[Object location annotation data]
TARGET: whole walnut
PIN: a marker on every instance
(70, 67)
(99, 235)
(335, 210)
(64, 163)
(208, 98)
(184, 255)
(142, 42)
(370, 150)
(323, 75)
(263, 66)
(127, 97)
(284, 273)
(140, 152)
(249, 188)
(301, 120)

Problem to work on — Please give all lines of these rows as a numbered list, leaving out any blank lines.

Result for this exercise —
1. TARGET: whole walnut
2. PIN: a marker on every instance
3. (70, 67)
4. (99, 235)
5. (335, 210)
6. (64, 163)
7. (208, 98)
8. (184, 255)
9. (142, 42)
10. (370, 150)
11. (323, 75)
12. (263, 66)
13. (127, 97)
14. (284, 273)
15. (140, 152)
16. (249, 188)
17. (301, 120)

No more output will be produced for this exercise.